Output each entry exactly; skip nothing.

Segment Start: DATASET EXTRACT

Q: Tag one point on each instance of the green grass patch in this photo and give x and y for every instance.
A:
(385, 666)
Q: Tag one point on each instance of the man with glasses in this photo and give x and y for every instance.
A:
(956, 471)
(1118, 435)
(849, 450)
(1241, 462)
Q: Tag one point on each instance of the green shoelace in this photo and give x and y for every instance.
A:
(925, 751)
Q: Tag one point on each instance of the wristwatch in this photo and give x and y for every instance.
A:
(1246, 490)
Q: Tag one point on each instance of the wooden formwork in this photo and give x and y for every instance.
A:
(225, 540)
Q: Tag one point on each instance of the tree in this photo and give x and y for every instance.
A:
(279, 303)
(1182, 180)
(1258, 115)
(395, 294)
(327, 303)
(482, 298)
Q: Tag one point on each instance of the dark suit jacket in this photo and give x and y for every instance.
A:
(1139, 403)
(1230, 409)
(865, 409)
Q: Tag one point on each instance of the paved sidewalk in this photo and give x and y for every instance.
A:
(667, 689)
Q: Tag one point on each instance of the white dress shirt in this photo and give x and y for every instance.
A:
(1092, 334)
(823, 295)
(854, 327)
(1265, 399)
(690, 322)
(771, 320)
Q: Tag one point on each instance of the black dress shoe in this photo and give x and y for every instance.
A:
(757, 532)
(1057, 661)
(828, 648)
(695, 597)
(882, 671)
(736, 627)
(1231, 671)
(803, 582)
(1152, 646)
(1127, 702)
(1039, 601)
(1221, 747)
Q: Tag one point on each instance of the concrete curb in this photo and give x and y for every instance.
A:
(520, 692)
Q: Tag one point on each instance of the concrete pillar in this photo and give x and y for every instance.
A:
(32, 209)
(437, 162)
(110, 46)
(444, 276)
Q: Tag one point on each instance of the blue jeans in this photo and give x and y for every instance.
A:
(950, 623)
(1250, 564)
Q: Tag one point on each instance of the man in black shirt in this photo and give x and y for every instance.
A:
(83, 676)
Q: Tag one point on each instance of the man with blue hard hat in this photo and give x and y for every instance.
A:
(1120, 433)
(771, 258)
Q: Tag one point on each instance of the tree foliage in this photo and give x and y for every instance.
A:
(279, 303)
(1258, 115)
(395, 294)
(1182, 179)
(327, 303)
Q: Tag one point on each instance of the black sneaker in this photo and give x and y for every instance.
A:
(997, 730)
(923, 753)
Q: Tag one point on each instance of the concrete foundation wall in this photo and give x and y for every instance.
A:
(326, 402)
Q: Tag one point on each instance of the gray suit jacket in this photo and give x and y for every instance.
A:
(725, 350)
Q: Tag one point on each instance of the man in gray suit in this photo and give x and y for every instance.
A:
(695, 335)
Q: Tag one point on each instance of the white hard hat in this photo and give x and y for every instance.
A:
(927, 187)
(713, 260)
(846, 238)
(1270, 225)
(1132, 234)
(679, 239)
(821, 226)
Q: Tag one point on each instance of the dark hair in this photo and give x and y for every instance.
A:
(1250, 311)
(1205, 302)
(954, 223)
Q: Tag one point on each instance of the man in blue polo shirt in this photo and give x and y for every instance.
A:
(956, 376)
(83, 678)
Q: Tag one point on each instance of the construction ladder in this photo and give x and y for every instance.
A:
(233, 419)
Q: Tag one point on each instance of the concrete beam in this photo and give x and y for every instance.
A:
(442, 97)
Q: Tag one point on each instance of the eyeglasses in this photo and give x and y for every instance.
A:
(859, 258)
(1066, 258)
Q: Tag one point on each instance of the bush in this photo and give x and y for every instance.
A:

Segment End: DATASET EXTRACT

• [EXERCISE RESULT]:
Q: Tag one point on each instance of the green grass patch in this photo and give x and y for every instance.
A:
(385, 666)
Q: Tag one point on each instance of the man with glasses in this photo and give x and y for every instance.
A:
(956, 471)
(1118, 435)
(849, 450)
(1241, 462)
Q: Tag one point on each instance of the green shoelace in this photo and give x and y for every instance.
A:
(925, 751)
Q: Tag one point on each instance of the wristwatch in this photo and give x and y for every instance.
A:
(1246, 490)
Q: Tag one point on each instance of the wooden formwork in this photo and give x and y for every instance.
A:
(225, 540)
Q: Tag one point on each instance of the tree in this photo and give x and y for every instance.
A:
(279, 303)
(1182, 180)
(1258, 115)
(395, 294)
(327, 303)
(482, 298)
Q: Tag one point on each instance of the dark suit jacket in this photo and give x and y for every instance.
A:
(1139, 403)
(1230, 409)
(865, 409)
Q: Tag one point on each instance of the paved sidewalk in this photo and give x and y for every instance.
A:
(667, 689)
Q: Tag one point on each instance of the white dress shirt in this photo and give x and y for every instance.
A:
(1092, 334)
(823, 295)
(854, 327)
(1265, 399)
(690, 322)
(771, 320)
Q: Tag one point on each instance of the black dress shoe in this photo and give x and y for every instance.
A:
(757, 532)
(1057, 661)
(828, 648)
(695, 597)
(882, 671)
(736, 627)
(1231, 671)
(803, 582)
(1152, 646)
(1127, 702)
(1039, 601)
(1221, 747)
Q: Tag one point on each instance of the concrete curb in this photo and give x and y for every instance.
A:
(520, 692)
Q: Tag one point on each instance of the concrete pillar in this photo and give x and y for every instance.
A:
(32, 209)
(437, 162)
(110, 46)
(444, 276)
Q: Tag one point on each instance of the blue jeans in this photo and give x and y for every instance.
A:
(950, 623)
(1250, 564)
Q: Tag one point on each instance of the man in black shirt in this photo and give x and y for every instance.
A:
(83, 676)
Q: Tag one point on each instance of the man with blue hard hat in this photo and give x and y for every instance.
A:
(1120, 433)
(771, 258)
Q: Tag one point on each instance of the tree foliage in this photo and give x and y for every instance.
A:
(279, 303)
(1258, 115)
(395, 294)
(1182, 179)
(327, 303)
Q: Tag one point on each instance of the black sneaker in this photo and give x and y for every instance.
A:
(997, 730)
(923, 753)
Q: Tag one point on each instance of the concrete foundation wall in this photo and give x and y for every instance.
A:
(326, 402)
Q: Tag one point on each instance of the gray suit jacket in this photo and give x and y for every instance.
A:
(725, 350)
Q: Tag one point on each instance of the man in gray suit in this photo and give x and y for every instance.
A:
(695, 335)
Q: Tag one point on each instance of the white hard hat in this photo and give x and y for every instance.
A:
(927, 187)
(713, 260)
(846, 238)
(1270, 225)
(1132, 234)
(679, 239)
(821, 226)
Q: Tag one point on each instance of the dark hair in this photo and give x and y for every instance.
A:
(1250, 311)
(1205, 302)
(954, 223)
Q: Tag one point on each instance of the man in blue polo shirt in this photo and give x and y for every instance.
A:
(956, 376)
(83, 678)
Q: Tag one point on each instance of the construction ladder in this photo and give x and y for every instance.
A:
(233, 419)
Q: Tag one point on each instance of the concrete beam in this photo and give x and y for every instance.
A:
(442, 97)
Q: Tag one point on each instance of the eyeglasses in this photo and give x and y for every instance.
A:
(859, 258)
(1066, 258)
Q: Tag one point on each instance of the bush in this photo and give x and y for every instance.
A:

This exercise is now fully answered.